Aim
Present the lines of the listing as a numbered list, beginning at the line that contains "Element to find: the rock" and stopping after the line that contains "[0, 71, 299, 130]". Leave out any blank lines.

Information provided
==========

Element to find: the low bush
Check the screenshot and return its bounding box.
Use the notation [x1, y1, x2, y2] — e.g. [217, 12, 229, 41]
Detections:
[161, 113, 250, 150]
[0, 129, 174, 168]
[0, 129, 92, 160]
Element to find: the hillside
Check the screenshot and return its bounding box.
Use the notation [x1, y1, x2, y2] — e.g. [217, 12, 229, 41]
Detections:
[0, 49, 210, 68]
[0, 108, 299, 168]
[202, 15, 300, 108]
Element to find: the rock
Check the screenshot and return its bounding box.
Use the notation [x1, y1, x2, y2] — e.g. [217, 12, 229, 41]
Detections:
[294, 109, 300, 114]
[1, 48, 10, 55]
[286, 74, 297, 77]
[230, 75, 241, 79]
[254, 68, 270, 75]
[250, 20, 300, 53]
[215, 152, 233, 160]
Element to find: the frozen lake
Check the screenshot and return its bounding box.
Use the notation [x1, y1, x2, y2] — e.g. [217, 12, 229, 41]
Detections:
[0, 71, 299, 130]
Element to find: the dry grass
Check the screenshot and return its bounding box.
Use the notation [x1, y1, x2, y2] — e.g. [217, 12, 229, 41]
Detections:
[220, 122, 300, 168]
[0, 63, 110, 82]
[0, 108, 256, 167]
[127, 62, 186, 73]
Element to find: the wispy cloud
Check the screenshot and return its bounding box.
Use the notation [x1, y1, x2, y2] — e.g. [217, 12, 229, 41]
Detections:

==========

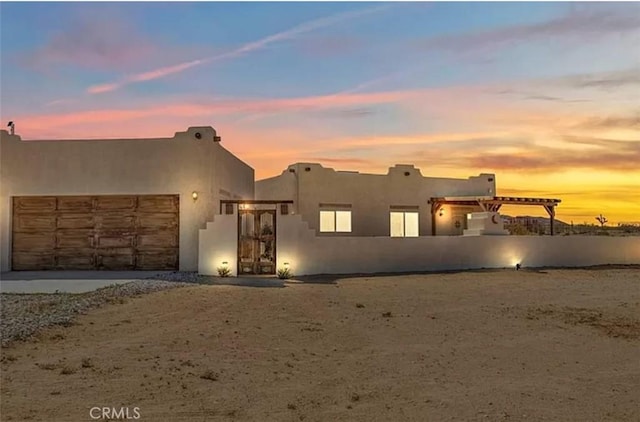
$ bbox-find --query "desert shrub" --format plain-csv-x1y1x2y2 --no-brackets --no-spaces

==========

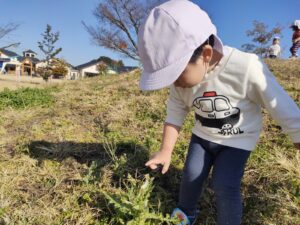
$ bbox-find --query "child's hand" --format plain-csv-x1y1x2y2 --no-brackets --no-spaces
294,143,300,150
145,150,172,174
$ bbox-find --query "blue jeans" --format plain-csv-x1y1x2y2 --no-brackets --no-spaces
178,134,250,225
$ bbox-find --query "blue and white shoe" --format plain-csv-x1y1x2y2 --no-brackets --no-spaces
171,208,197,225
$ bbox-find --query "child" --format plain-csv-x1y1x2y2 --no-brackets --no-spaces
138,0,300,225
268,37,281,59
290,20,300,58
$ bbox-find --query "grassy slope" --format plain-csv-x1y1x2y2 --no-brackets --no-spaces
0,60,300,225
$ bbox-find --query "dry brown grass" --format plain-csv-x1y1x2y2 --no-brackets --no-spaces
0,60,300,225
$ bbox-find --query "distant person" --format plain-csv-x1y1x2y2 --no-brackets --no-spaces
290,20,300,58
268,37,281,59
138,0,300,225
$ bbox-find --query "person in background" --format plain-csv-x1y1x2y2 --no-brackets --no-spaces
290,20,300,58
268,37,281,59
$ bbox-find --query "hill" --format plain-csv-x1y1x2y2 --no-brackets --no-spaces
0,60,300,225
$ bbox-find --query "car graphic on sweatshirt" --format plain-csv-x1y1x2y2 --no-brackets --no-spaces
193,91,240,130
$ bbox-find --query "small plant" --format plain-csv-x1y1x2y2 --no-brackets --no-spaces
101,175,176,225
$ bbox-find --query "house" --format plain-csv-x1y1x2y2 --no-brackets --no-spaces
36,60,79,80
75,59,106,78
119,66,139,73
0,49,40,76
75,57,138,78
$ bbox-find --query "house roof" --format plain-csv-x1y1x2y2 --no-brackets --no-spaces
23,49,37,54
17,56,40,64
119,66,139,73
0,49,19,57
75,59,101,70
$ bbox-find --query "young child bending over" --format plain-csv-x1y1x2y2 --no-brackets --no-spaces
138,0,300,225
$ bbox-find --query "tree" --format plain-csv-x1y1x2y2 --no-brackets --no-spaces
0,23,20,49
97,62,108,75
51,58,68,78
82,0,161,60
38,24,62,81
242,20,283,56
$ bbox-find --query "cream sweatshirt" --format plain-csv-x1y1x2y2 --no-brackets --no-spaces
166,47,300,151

==========

Solved exercise
1. Element to find: the rock
2. Check the screenshot and return its bounding box.
3. Use the notation [x1, y1, x2, y2] — e.g. [217, 12, 229, 41]
4. Detections:
5. [294, 109, 300, 114]
6. [1, 48, 10, 55]
7. [286, 74, 297, 77]
8. [230, 75, 241, 79]
9. [254, 68, 270, 75]
10. [250, 20, 300, 53]
11. [215, 152, 233, 160]
12. Element to find: the frozen lake
13. Check the screenshot and return its bounding box.
14. Use the notation [x1, y1, x2, y2] — e.g. [217, 12, 229, 41]
15. Detections:
16. [0, 71, 299, 130]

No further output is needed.